§ **TASK TO CARRY OUT**:
Pictures do not belong in the copy; quote every entry below exactly.

§ **Point localization data**:
=== Section Start ===

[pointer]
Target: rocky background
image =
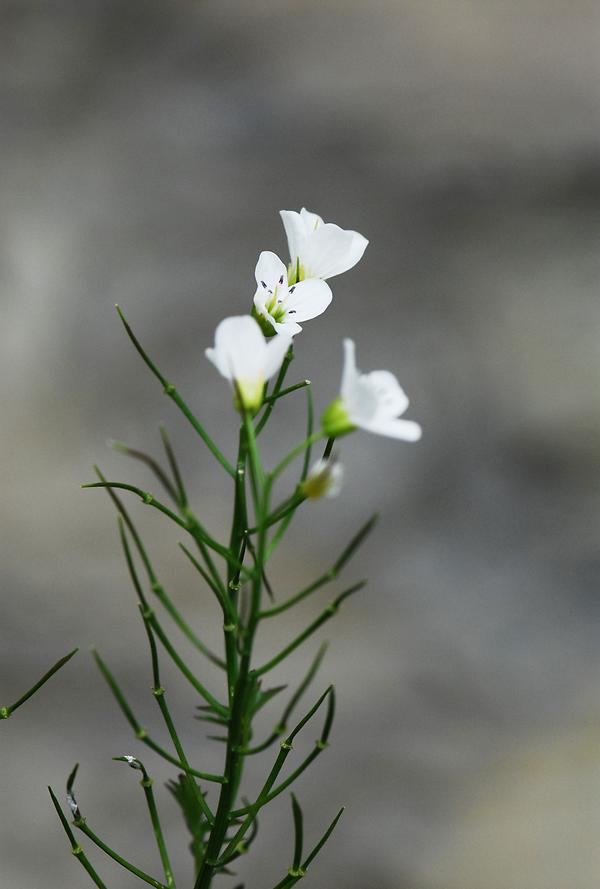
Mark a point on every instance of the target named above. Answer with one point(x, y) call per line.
point(146, 149)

=== Section End ===

§ **WRITTEN RESPONSE**:
[pointer]
Target: rocky background
image =
Mark a point on every instance of the target named above. Answer with one point(x, y) call per line.
point(146, 149)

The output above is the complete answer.